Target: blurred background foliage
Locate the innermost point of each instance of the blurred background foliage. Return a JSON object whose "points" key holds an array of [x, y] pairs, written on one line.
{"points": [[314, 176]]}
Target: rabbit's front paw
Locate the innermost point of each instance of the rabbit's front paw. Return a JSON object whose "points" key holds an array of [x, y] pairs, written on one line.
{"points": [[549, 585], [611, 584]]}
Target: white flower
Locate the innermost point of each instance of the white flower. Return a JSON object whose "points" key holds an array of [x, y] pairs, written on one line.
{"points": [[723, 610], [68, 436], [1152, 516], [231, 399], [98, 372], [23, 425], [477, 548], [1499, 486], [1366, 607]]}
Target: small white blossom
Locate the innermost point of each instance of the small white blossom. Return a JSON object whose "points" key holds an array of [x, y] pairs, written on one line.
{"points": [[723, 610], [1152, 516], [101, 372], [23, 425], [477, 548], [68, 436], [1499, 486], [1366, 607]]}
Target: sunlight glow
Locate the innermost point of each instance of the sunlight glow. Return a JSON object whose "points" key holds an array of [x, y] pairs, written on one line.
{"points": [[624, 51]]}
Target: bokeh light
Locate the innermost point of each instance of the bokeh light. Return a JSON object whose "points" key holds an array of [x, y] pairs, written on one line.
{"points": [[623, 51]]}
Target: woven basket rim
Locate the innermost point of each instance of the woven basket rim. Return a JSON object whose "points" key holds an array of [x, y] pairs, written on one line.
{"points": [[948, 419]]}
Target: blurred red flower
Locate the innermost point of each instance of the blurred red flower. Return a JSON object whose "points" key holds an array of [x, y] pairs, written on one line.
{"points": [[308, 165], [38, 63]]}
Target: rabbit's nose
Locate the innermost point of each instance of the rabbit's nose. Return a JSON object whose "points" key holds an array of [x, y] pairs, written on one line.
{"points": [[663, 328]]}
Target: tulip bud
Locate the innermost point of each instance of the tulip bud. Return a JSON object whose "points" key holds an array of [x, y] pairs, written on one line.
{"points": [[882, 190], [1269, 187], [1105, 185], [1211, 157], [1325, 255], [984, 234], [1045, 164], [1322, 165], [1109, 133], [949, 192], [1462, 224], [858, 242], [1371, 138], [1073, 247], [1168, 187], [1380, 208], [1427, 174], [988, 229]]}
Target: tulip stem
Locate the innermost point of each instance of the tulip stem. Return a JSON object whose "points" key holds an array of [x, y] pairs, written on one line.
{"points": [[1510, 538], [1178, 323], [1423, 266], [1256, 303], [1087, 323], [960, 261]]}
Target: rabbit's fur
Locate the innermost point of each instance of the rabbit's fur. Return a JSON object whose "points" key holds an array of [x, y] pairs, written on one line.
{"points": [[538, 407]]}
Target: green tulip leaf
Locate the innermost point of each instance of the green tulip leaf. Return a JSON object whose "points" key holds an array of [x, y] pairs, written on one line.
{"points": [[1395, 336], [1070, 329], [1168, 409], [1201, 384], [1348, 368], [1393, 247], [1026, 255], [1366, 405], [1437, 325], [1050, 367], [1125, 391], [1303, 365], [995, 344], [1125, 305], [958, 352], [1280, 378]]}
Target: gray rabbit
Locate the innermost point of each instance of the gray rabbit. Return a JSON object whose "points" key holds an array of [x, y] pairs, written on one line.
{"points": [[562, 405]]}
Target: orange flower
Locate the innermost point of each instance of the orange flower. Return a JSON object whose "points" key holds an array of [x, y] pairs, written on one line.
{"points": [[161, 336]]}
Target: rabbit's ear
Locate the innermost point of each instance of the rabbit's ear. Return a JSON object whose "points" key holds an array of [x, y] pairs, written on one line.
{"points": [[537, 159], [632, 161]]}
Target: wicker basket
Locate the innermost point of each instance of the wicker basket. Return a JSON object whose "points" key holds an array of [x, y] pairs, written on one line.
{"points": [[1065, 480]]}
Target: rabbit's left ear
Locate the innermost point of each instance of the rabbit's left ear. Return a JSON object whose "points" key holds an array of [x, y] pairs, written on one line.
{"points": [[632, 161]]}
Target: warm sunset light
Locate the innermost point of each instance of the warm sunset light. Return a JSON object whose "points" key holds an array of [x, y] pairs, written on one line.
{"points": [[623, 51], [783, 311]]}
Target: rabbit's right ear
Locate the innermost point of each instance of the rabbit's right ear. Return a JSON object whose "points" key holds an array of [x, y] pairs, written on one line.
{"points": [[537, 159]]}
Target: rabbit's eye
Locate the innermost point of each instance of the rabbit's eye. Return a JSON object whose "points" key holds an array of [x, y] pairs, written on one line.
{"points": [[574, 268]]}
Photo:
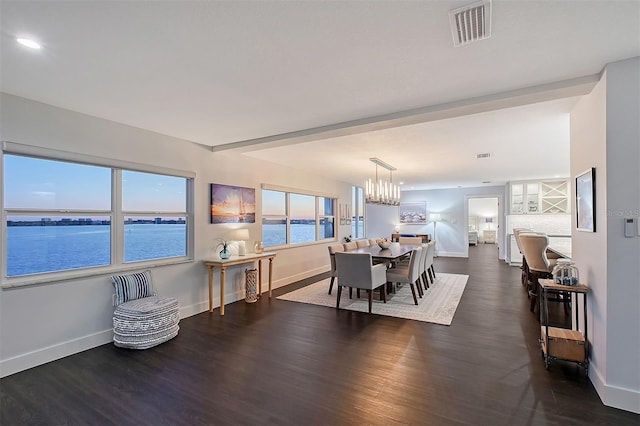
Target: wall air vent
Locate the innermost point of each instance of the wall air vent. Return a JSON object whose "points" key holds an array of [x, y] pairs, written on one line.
{"points": [[471, 23]]}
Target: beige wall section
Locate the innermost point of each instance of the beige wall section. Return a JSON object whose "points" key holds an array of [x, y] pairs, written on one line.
{"points": [[77, 313], [589, 250], [605, 133]]}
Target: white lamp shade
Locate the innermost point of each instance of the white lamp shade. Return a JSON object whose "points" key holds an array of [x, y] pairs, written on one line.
{"points": [[241, 234]]}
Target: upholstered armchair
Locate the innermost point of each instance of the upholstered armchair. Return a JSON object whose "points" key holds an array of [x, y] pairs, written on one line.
{"points": [[534, 248]]}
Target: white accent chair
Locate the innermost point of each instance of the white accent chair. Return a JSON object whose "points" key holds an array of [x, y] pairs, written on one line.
{"points": [[355, 270]]}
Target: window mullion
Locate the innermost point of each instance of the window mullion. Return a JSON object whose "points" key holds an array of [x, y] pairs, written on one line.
{"points": [[117, 222]]}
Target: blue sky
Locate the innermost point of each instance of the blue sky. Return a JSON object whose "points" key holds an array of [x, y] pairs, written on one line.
{"points": [[32, 183]]}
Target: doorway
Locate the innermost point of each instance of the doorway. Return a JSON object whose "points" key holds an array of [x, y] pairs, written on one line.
{"points": [[484, 221]]}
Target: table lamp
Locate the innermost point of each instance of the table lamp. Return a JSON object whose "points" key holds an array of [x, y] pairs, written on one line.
{"points": [[241, 236]]}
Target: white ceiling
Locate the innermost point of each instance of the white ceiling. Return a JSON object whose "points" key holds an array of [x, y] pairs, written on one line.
{"points": [[338, 81]]}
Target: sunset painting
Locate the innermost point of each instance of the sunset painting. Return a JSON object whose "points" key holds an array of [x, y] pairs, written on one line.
{"points": [[232, 204]]}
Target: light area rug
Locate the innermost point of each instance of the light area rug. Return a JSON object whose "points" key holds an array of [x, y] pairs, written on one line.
{"points": [[438, 305]]}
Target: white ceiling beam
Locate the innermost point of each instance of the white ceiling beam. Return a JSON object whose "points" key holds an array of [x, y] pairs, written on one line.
{"points": [[562, 89]]}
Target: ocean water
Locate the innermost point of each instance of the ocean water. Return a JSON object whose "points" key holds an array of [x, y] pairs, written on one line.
{"points": [[36, 249]]}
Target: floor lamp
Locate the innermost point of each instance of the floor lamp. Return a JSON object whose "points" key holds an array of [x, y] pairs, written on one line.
{"points": [[435, 217]]}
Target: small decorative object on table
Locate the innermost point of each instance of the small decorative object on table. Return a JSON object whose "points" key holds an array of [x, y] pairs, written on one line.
{"points": [[251, 285], [383, 243], [565, 273], [225, 253]]}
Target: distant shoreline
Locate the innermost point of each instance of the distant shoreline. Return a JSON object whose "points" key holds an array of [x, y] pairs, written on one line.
{"points": [[89, 222]]}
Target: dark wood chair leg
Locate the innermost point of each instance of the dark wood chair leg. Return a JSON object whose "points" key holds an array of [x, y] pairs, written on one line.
{"points": [[413, 291]]}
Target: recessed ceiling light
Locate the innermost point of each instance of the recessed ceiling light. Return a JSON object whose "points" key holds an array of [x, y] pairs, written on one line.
{"points": [[29, 43]]}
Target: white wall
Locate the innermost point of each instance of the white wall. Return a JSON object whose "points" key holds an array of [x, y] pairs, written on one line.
{"points": [[605, 134], [44, 322], [380, 220], [452, 232]]}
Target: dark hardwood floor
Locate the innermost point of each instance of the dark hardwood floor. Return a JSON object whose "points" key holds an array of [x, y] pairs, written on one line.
{"points": [[285, 363]]}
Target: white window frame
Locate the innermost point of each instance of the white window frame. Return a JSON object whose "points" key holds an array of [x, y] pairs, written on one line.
{"points": [[287, 216], [116, 215]]}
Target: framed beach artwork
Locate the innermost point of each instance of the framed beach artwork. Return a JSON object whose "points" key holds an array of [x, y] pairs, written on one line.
{"points": [[413, 213], [232, 204], [586, 200]]}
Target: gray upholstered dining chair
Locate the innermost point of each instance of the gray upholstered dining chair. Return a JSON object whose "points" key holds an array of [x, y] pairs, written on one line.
{"points": [[428, 262], [410, 240], [408, 274], [332, 251], [351, 245], [355, 270]]}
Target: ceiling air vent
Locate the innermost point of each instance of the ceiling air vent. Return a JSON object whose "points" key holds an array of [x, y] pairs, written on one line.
{"points": [[471, 23]]}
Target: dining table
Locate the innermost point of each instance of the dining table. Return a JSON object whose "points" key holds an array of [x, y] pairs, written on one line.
---
• [Instructions for the task]: Only the lines from the beginning of the material to the line containing "Target: white flower" should be echoed, verbatim and in full.

• [Exercise output]:
Target: blurred background foliage
Locate the innermost point of each instance of the blurred background foliage. Return a JSON object whose "points" key holds an array of [x, y] pairs, written on one line.
{"points": [[314, 176]]}
Target: rabbit's front paw
Locate the innermost point of each instance of the rabbit's front paw. Return a JSON object whose "points" key holds an array of [x, y] pairs, written on one line.
{"points": [[549, 585], [611, 584]]}
Target: white flower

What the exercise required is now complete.